▶ Texto fornecido
%%

Há dez anos, o Pais ainda fazia o rescaldo de um verão
singular de incêndios florestais, que trouxe para a Sociedade Civil o debate
sobre a floresta portuguesa e os problemas que a afetam. Sucederam-se mesas
redondas, seminários e colóquios que procuraram encontrar explicações e apontar
soluções para debelar o flagelo dos incêndios florestais, de longe a principal
ameaça à sustentabilidade da nossa floresta.
O drama dos incêndios florestais, que desde 2003 afectou mais
de 15 por cento do território de Portugal continental, constitui um dos aspetos
marcantes do balanço da última década. O
aumento da incidência dos problemas fitossanitários, com destaque para o
Nemátodo da Madeira do Pinheiro, constitui um outro aspeto que marcou o sector
florestal.
No meu ponto de vista, os últimos dez anos têm no ano de
2006 uma importante referência, com a aprovação em sede de Conselho de
Ministros do Plano Nacional de Defesa da Floresta Contra Incêndios e da
Estratégia Nacional para as Florestas, a qual viria a influenciar a preparação
das medidas florestais inscritas no Plano de Desenvolvimento Rural – ProDeR
2007-2013. Com a publicação entre 2006 e 2007 dos Planos Regionais de
Ordenamento Florestal, foram criadas as bases para “reformar” a floresta
portuguesa.
Neste período também importa sinalizar a publicação do
diploma habilitante das ZIF – Zonas de Intervenção Florestais em Agosto de
2005, cuja primeira ZIF viria a ser formalmente constituída pela CAULE no final
de 2006, abrindo caminho para um processo que no final de 2013 contabilizava mais
de 800 mil hectares.

%%

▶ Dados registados
%%

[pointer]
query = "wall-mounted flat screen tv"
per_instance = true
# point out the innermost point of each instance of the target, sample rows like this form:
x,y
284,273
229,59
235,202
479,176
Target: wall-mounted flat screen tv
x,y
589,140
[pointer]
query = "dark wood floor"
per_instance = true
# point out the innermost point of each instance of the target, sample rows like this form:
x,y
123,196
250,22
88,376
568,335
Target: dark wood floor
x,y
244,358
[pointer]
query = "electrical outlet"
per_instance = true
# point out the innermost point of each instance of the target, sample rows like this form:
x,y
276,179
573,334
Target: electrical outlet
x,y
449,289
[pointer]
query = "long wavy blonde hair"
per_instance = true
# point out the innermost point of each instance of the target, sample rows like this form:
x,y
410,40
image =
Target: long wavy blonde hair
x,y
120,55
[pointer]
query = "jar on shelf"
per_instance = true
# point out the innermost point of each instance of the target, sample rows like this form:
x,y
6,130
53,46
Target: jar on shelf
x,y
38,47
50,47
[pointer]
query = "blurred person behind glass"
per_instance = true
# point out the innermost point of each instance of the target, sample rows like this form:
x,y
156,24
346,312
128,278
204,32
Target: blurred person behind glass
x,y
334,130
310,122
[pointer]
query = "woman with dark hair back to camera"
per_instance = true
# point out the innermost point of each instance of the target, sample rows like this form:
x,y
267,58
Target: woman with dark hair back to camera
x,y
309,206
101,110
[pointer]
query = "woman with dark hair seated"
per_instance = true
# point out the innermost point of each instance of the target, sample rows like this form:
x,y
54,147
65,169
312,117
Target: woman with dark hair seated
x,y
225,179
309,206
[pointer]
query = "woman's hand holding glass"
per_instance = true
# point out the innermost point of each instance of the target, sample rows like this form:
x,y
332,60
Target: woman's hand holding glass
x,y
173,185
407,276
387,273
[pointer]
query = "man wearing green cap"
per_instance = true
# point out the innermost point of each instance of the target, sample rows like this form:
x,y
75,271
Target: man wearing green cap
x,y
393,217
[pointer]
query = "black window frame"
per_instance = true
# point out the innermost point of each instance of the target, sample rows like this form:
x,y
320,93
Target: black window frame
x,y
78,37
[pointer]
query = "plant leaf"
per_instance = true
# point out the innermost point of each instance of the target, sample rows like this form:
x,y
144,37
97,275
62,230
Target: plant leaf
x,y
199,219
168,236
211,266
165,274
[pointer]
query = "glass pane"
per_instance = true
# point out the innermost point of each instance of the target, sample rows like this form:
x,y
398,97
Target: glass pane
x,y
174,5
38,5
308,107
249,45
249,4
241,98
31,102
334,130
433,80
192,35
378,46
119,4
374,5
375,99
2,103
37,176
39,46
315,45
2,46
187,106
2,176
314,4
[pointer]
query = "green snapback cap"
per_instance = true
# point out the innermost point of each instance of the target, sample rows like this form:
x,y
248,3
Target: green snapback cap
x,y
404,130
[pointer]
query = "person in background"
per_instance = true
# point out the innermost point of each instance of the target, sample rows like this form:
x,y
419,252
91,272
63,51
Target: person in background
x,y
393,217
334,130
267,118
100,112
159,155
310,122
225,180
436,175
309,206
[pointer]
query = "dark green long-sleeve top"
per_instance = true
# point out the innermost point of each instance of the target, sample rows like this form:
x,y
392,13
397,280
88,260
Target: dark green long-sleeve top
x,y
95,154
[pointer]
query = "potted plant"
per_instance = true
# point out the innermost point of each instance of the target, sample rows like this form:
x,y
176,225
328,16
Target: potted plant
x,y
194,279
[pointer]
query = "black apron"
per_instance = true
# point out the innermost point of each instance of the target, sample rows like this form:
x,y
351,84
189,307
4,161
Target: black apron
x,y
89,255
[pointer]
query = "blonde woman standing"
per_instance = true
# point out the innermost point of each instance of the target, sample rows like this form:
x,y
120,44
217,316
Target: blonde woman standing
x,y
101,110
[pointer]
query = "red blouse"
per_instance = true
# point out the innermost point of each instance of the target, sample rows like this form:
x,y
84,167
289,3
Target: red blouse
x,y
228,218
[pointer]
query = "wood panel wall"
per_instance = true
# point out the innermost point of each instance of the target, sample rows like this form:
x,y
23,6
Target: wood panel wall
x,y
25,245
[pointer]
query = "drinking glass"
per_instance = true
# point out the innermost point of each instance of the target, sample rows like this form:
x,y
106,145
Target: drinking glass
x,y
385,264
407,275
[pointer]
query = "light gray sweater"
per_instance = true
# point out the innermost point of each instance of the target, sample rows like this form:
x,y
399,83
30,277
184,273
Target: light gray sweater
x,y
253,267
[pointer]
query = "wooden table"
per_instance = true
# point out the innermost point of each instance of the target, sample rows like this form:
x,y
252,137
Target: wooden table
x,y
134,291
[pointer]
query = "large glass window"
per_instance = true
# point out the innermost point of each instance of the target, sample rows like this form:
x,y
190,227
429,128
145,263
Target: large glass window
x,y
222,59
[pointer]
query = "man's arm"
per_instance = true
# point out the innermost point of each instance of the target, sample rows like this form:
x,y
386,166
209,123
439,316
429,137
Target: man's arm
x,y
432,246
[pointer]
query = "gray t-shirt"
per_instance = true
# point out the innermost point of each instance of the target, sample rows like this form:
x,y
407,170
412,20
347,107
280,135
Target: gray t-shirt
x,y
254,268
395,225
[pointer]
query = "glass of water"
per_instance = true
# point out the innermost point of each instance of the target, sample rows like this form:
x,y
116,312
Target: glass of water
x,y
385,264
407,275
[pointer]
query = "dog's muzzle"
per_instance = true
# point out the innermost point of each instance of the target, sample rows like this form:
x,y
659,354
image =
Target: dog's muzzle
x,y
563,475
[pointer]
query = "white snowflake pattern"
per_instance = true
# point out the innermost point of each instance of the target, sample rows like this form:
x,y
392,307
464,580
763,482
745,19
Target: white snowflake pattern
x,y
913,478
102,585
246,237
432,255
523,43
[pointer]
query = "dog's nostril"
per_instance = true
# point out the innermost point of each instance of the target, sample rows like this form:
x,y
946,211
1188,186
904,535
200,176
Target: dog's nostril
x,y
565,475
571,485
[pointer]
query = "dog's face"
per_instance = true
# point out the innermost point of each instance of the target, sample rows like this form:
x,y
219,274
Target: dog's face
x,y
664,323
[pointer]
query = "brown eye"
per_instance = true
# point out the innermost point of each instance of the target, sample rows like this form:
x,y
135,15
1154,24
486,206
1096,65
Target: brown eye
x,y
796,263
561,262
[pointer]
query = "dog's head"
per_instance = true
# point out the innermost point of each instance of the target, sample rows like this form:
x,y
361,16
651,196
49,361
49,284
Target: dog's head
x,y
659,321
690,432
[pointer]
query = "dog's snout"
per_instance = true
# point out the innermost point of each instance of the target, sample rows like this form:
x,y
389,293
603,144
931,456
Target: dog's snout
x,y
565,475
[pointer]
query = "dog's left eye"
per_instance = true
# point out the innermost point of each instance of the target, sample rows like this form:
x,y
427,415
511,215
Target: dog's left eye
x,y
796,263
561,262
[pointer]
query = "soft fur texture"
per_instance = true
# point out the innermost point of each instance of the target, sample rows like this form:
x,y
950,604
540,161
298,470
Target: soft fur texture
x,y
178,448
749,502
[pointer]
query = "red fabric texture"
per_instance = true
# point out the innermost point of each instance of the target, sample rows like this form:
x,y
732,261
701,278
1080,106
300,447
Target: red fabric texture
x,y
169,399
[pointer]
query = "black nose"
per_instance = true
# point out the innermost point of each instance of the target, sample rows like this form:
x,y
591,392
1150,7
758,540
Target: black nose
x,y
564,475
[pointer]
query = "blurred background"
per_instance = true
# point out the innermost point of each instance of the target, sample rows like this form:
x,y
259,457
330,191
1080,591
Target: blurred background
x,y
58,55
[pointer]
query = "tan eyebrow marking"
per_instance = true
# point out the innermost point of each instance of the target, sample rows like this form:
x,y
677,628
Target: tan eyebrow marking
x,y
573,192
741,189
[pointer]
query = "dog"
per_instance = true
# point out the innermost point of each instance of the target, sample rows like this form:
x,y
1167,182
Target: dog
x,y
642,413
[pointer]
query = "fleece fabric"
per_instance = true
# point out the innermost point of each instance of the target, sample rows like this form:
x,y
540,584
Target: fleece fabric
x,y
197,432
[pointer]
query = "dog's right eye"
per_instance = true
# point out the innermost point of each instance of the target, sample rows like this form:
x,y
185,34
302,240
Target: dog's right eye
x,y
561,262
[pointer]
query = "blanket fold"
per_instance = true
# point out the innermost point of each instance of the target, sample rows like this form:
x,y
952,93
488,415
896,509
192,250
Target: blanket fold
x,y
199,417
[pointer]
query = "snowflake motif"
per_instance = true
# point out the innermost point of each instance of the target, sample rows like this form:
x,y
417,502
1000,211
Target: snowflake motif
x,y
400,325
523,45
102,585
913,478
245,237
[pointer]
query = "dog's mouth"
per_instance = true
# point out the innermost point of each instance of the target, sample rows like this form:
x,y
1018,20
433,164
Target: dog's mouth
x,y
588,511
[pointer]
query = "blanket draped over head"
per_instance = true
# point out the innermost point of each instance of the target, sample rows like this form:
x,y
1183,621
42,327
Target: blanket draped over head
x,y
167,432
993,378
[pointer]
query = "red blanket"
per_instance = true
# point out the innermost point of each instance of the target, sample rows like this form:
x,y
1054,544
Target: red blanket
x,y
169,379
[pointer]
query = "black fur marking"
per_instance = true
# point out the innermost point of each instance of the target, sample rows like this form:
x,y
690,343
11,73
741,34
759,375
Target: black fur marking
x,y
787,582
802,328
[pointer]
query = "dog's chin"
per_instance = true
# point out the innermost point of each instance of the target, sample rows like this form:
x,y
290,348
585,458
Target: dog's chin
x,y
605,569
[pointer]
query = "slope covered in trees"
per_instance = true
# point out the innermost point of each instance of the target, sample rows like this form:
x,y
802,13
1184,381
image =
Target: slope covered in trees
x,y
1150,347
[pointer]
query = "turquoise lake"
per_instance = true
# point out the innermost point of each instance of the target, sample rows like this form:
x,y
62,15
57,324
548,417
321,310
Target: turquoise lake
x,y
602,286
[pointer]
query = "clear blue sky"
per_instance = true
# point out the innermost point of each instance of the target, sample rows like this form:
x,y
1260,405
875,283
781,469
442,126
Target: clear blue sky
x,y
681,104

%%

▶ Exercício escrito A
No texto sobre a floresta portuguesa, que entidade constituiu formalmente a primeira ZIF?
▶ Exercício escrito B
Imprima a parte do texto sobre a floresta portuguesa que abre com as palavras "No meu ponto" e fecha com "portuguesa.".
▶ Exercício escrito C
Prossiga com o texto sobre a floresta portuguesa a partir do ponto em que termina.
Os itens provêm de outra fonte.

▶ Resultado final A
A CAULE, no final de 2006.

▶ Resultado final B
No meu ponto de vista, os últimos dez anos têm no ano de
2006 uma importante referência, com a aprovação em sede de Conselho de
Ministros do Plano Nacional de Defesa da Floresta Contra Incêndios e da
Estratégia Nacional para as Florestas, a qual viria a influenciar a preparação
das medidas florestais inscritas no Plano de Desenvolvimento Rural – ProDeR
2007-2013. Com a publicação entre 2006 e 2007 dos Planos Regionais de
Ordenamento Florestal, foram criadas as bases para “reformar” a floresta
portuguesa.

▶ Resultado final C
Não obstante a abordagem preconizada para o desenvolvimento
do sector florestal, o desenho desajustado das medidas florestais do ProDeR e o
seu arranque tardio, comprometeram irremediavelmente a capacidade de mobilização
dos recursos financeiros pelos agentes do sector. De uma verba inicialmente
orçamentada de 441milhões de euros de despesa pública, no final do primeiro
semestre deste ano estavam contabilizados 212 milhões de euros de execução
financeira. E, neste balanço, importa, sobretudo, sinalizar as dificuldades encontradas
pelas ZIF para acederem aos fundos comunitários para projetos de investimento
produtivo – melhoria dos ativos florestais e novas arborizações, condicionando
aquele que era um dos principais objetivos da política florestal – a agilização
da gestão integrada e com escala da pequena propriedade florestal através das
ZIF.
Mas, no balanço dos últimos dez anos importa, sobretudo, sinalizar
a instabilidade institucional que afetou a concretização da linha de rumo preconizada
para o fomento de uma política florestal sustentável. Neste período foram
várias as estruturações e reestruturações a que os Serviços Florestais foram
sujeitos, e que viriam a culminar com a sua extinção administrativa na fusão
com o Instituto da Conservação da Natureza e da Biodiversidade determinada pelo
actual Governo. Enfim, um processo de liquidação da Administração Florestal do
Estado que viria a culminar na originalidade da criação de um departamento
governamental que obedece a uma “Tutela bicéfala” de dois Ministérios –
Agricultura e Ambiente…
Um processo análogo de liquidação sucedeu com a ex-Estação
Florestal Nacional, o principal laboratório de investigação florestal do Estado,
que tem vindo a definhar ano após ano, cada vez mais descapitalizado de
recursos humanos e de capacidade de investigar os problemas que afetam a
floresta portuguesa.
A concluir este balanço, importa, no entanto, deixar uma
nota positiva para o investimento realizado no planeamento florestal, com a
aprovação dos Planos Regionais de Ordenamento Florestal e dos planos de gestão
florestal e também para a certificação florestal, que no final de 2013
compreendia mais de 300 mil hectares de povoamentos florestais com gestão
certificada. Num país que deve ter
na valorização dos recursos endógenos a sua principal âncora para o
desenvolvimento económico e para a coesão territorial, o sector florestal deve
assumir um papel central. E, é nesse prisma que encaro o futuro deste sector com
optimismo moderado.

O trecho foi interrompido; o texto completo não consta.